- **Task requirements**
Please answer these questions from the excerpt below about the Congress party and the Gujarat election:
1. In which year's elections was the Congress decimated nationally?
2. Where in Gujarat did the BJP remain unshakeable?
3. What did a television news bulletin condemn Rahul Gandhi for doing on the day of the verdict?

Acute challenges still remain for the Congress. The party was decimated nationally in the 2014 elections that first catapulted Narendra Modi to central power. The party is struggling to reinterpret the secularism of Rahul’s great-grandfather and India’s first prime minister, Jawaharlal Nehru. Nehruvian secularism clinically separated church and state — in India’s diverse and plural society the liberal answer instead may lie within faith, and not outside of it. In the Gujarat election, the party was careful to avoid overt courtship of the state’s Muslim voters, lest it be rejected as anti-Hindu. Rahul Gandhi made it a point to visit and be photographed at several temples, and his party spokesman even referenced the ritualistic ‘sacred thread’— a hierarchical Hindu caste symbol. The Congress still has to work out its ideological answer to the BJP’s rhetorical blend of muscular nationalism and Hindu majoritarian sentiment whenever its development slogan of ‘Vikas’ proves insufficient. During this campaign Prime Minister Narendra Modi even insinuated that his predecessor Manmohan Singh had been hobnobbing with Pakistani officials at a private dinner (talks between India and Pakistan are log jammed) where the Gujarat elections may have been discussed. The Congress demanded an apology, but the liberalism and secularism of the Congress remains fuzzy, undefined and often selective. It hasn’t yet chosen between a milder, me-too version of the BJP or a radically different philosophical counter. So far it has used the caste calculus and the stratification within Hindu society to try and stall the consolidation of a Hindu majority vote for the BJP.
The Congress did well with its focus on agrarian distress and the rural poor and lapped up gains among rural voters. But the BJP was unshakeable in the cities and towns of Gujarat despite the disruptive impact of some of the Modi government’s economic measures like the demonetization of currency, and the implementation of a new tax regime for goods and services. With half of the country poised to live in urban areas by 2030, figuring out how to appeal to the middle class and an increasingly aspirational India will be the main dilemmas for the Congress.
But for the moment, two truths emerge from Gujarat: The political primacy of Prime Minister Narendra Modi and the emergence of Rahul Gandhi as a politician. The jury is out on Rahul Gandhi’s success and failure. However, when a recent bulletin on a television news network condemned Gandhi for catching a show of “Star Wars” on the day of the verdict, the only joke was on the journalists who thought fit to seize on it. Narendra Modi’s overarching political dominance is intact, but the “Pappu” jokes about Rahul Gandhi should be over and done with.

- **Raw data**
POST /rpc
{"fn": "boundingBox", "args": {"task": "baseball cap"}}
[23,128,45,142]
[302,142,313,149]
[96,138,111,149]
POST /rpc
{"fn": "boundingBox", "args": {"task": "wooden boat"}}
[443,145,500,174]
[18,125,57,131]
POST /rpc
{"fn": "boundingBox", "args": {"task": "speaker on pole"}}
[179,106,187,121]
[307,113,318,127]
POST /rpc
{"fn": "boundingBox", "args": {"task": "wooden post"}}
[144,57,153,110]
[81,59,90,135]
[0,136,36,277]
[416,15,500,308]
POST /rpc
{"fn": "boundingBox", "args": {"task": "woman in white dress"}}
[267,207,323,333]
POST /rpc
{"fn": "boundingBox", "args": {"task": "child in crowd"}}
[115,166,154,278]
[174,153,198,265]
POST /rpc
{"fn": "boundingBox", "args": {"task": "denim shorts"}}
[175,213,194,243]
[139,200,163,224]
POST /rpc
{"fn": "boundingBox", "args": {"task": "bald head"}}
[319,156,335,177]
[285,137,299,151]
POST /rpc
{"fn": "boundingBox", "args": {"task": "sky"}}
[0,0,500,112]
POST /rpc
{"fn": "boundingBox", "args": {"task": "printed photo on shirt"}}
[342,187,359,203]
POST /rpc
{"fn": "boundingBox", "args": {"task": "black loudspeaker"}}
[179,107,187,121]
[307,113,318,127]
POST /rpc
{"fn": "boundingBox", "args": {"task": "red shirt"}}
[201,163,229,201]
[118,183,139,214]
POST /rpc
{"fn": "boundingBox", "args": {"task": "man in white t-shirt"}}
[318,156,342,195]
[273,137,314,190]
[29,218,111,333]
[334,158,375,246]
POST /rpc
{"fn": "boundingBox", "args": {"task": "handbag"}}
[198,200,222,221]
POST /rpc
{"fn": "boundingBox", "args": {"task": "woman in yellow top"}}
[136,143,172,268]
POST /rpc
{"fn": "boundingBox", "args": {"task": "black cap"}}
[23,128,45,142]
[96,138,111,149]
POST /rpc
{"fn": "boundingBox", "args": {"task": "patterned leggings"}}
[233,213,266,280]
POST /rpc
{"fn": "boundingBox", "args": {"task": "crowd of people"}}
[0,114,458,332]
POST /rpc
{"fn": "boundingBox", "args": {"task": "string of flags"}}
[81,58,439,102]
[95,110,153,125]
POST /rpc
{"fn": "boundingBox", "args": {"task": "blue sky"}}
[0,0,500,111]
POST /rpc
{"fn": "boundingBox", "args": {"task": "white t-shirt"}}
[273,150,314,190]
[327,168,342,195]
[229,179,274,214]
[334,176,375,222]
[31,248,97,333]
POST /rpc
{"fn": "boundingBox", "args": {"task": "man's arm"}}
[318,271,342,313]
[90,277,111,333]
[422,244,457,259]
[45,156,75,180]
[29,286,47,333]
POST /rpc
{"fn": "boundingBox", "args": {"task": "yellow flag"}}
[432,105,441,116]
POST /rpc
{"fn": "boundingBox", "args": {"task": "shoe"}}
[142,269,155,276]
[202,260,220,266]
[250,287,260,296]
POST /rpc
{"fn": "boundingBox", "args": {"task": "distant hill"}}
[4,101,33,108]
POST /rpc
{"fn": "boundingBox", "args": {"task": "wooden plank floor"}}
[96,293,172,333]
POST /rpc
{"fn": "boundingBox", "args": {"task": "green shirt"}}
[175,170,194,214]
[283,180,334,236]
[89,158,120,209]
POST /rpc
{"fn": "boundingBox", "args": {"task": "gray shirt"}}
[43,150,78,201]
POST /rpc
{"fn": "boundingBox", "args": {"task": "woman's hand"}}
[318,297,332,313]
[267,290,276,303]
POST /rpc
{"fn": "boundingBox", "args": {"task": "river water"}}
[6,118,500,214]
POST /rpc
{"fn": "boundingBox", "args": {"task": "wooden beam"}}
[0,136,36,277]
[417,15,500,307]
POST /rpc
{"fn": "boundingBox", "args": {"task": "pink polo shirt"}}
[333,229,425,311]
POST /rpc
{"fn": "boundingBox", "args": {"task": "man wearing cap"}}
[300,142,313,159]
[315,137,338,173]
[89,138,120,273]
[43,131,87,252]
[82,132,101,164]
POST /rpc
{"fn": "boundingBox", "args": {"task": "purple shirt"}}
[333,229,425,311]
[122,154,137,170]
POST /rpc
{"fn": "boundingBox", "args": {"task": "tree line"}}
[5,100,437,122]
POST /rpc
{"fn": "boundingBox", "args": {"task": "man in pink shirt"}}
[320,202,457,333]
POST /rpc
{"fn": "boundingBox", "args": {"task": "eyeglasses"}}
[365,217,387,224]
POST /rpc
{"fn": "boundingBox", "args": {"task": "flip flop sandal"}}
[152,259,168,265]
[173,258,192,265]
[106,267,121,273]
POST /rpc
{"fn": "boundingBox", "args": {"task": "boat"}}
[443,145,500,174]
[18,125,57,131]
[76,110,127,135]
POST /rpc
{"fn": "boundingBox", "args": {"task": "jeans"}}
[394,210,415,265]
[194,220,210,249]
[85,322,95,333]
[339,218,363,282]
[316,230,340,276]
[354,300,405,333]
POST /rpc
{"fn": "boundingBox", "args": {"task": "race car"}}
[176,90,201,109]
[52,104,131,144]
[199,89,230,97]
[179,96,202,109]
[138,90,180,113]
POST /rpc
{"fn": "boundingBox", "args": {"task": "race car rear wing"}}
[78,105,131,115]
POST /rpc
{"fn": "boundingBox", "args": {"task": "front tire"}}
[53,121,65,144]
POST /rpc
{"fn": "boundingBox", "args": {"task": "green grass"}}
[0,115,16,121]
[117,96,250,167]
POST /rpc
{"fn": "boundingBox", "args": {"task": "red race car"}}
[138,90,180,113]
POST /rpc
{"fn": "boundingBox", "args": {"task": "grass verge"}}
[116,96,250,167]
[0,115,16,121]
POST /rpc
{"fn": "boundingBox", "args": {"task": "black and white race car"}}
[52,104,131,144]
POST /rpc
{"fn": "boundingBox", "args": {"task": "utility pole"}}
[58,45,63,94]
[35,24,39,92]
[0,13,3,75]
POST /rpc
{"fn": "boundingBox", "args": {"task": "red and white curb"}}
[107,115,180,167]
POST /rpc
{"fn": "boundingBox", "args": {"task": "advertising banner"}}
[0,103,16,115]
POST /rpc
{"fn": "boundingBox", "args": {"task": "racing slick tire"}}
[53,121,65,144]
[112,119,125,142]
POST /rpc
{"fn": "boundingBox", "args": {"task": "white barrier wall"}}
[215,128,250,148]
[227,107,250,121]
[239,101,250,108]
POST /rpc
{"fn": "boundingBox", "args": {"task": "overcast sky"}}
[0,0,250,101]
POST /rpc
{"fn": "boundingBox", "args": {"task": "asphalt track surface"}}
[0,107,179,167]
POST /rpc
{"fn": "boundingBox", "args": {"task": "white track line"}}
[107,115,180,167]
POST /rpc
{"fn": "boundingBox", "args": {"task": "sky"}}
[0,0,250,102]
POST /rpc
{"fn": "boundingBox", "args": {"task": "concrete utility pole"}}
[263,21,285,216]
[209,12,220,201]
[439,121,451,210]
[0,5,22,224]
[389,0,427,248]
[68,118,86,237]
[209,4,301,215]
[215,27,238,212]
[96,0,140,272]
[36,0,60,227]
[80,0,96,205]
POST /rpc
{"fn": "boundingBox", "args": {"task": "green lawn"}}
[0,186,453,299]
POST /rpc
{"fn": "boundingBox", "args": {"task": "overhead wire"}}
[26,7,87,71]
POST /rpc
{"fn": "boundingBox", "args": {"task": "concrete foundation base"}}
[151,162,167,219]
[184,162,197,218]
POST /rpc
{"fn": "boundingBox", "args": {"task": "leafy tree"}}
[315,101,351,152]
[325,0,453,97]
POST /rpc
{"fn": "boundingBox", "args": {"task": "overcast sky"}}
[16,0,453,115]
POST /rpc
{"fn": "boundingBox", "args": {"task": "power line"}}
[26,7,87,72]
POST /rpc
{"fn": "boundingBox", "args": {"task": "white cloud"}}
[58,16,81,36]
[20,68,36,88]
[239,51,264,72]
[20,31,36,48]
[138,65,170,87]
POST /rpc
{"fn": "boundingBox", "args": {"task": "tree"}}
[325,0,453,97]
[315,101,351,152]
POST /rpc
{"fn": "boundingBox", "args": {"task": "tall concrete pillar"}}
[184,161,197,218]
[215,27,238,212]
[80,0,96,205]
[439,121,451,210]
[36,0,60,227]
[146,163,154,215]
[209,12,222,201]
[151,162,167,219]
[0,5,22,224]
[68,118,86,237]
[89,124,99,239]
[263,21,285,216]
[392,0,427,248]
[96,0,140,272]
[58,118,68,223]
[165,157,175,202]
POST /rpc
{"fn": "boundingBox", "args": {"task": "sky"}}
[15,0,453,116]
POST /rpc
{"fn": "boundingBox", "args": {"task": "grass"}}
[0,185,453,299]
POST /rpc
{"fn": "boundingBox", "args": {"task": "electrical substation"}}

- **Answer below**
1. 2014
2. In the cities and towns
3. Catching a show of "Star Wars"